In order to reason about safety and the lifetime of objects, the compiler must be able to detect if two references access the same object. In current C++ code that is not the case in general. Consider the following example

void foo(vector<int>& a, const vector<int>& b) {
   if (!b.empty()) {
      a.push_back(b.front());
      // Unsafe, can crash when calling foo(x, x)
   }
}

The code looks innocent, but it is actually unsafe when a and b are aliasing each other. We could add a check for that to foo, but we want that code is safe by default. Thus, in memory safe code, we introduce an aliasing requirement: When passing a non-const reference to a function or method, no other reference may alias that non-const reference. Violations of that requirements are rejected by the compiler. Note that the implicit this argument is a reference, too.

Consider these examples, calling the function foo from above:

void bar(int x, int y) {
   vector<int> a, b;
   array<vector<int>, 2> c;
   foo(a,b); // ok
   foo(a,a); // error
   foo(c[x], c[y]); // error, cannot prove that they do not alias

   auto& r1 = &c[x];
   auto& r2 = &c[y];
   if (&r1 != &r2)
      foo(r1, r2); // safe now
}

Alias analysis is essential for the rest of the memory safety proposal, as otherwise the compiler has no chance to detect unsafe operations. However, we sometimes do want to allow aliasing, but that has to be announced to the compiler:

void swap(auto& a, [[mayalias(a)]] auto& b) { ... }

Now we can safely call swap with potentially aliasing arguments and the compiler will make sure that swap is safe even if a and b are the same object.

Note that we made aliasing opt-in instead of opt-out as otherwise too much code breaks (a lot of code is unsafe when arguments alias). And we explicitly list which arguments might alias each other, which allows for more fine-grained reasoning.

Note that the aliasing mechanism only tackles the problem of direct aliases. There are also more subtle indirect aliasing (or rather: dependency) problems, as illustrated below, but these are caught by the dependency tracking we discuss next:

void foo(vector<string>& a, const string& b) {
   a.push_back(b);
}
void bar(vector<string>& a) {
   // no direct alias, but nevertheless bad. Will be caught by dependencies
   foo(a, a.front());
}

4.2. Dependency Tracking

Conceptually, we have to enforce a simple rule: A reference to an object must not be dereferenced once the object has been destroyed. When we cannot be sure about all uses, for example because the reference is stored outside a local variable, the reference must not exist longer than the underlying object. This forces us to keep track of lifetimes.
......
## PROBLEMS AND TASKS
1: In the text on C++ memory safety, what does the compiler do with calls that violate the aliasing requirement?
2: Pick up the text on C++ memory safety after its final sentence and write the paragraph that comes next.
The material that follows is not needed for anything here.

## SOURCE DATA
......
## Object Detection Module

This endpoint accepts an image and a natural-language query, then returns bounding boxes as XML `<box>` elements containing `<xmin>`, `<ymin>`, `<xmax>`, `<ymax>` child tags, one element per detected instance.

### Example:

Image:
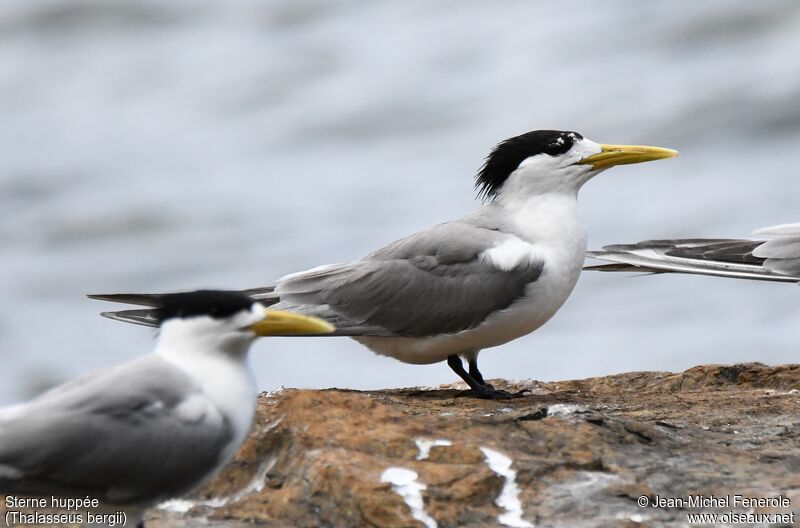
......
## EXERCISE RESULTS
1: It rejects them.

2:
Lifetimes are modeled as dependencies. A global object has an infinite lifetime, i.e., every object can depend on a global object. (For now we ignore the problem of global constructor/destructor order, this might require more thoughts in the future). A local object has a lifetime defined by its scope. When a local object is destroyed, all objects that depend upon that object must a) have trivial destructors, and b) no methods must be called on the depending object. Consider the example below:

void foo() {
   int* a;
   {
      int d = 2;
      a = &d; // a depends on d
      *a = 3; // ok, d is alive
   }
   // ok so far even though we have a dangling pointer

   // would error: *a = 5; d is gone
}

When passing data from outside to a function we sometimes need explicit lifetime annotations. If none are given, we require that the lifetime of no reference argument may depend on the lifetime of a non-const reference argument (or non-const global). Consider the example below:

void bar(int* x),
void foo(int& x, int*& y) {
   int* a = &x; // ok, a depends on x
   bar(a); // ok, x is alive

   // error: y might live longer than x
   *y = a;
}

Here, we have to forbid the assignment to y as we cannot guarantee that y will not be used after x has been destroyed. If we want to allow that, we have to annotate the function to propagate the dependency:

void foo(int& x, [[maycapture(&x)]] int*& y) {
   // ok, the caller can check the lifetimes of x and y
   *y = &x;
}

For class methods we add a similar annotation if we store something that depends on a reference argument, and we describe if the return value depends on function arguments:

[[dependson(x,y)]] char* foo(char* x, char* y) {
   return x < y ? x : y;
}
[[maycapture(x)]] void Foo::bar(int* x) {
   this->y = x;
}

These annotations allow us to detect when an object depends upon a destroyed object, but they are not sufficient to handle, e.g., the string_view example from the introduction. There, the underlying string still exists, but its state has changed. Similar for iterators, we usually have to invalidate iterators when the underlying container has changed. This can be annotated by capturing the __content__ of an object like this:

[[dependson(*x)]] string_view foo(string& x) {
   return x;
}

This introduces a new rule: When an object A depends on the __content__ of an object B, A must not be used after a non-const method of B has been invoked. Note that a non-trivial destructor counts as use. This affects objects like span, string_view, and iterators that do not own the underlying object, but that have to be invalidated when the underlying object is modified.

Conceptually this is a simple rule that says that an object state is modified only by a non-const method, thus all objects that depend upon the state of an object become invalid once a non-const method is invoked. In practice there are some difficulties, though, as sometimes methods are intentionally non-const even though they do not modify the state of an object. The most prominent ones are begin and end, which do not modify the container itself, but that do provide non-const access to container elements. Clearly, we do not want to invalidate all iterators when begin or end are called. Thus, we mark these functions as non-mutating, i.e., keeping objects that depend on the content valid even though they are non-const. The compiler must enforce that these functions do not call other non-const functions (except those marked as nonmutating):

template <class T>
[[dependson(*this),nonmutating]] myvec<T>::iterator myvec<T>::begin() {
   return iterator(this->ptr);
}

The third dependency rule that we introduce is that a function argument must not depend on another non-const function argument. That rule allows us to detect the a.push_back(a.front()) example mentioned above. The result of a.front() depends on the content of a, which prevents it from being passed as an argument to a.push_back(...).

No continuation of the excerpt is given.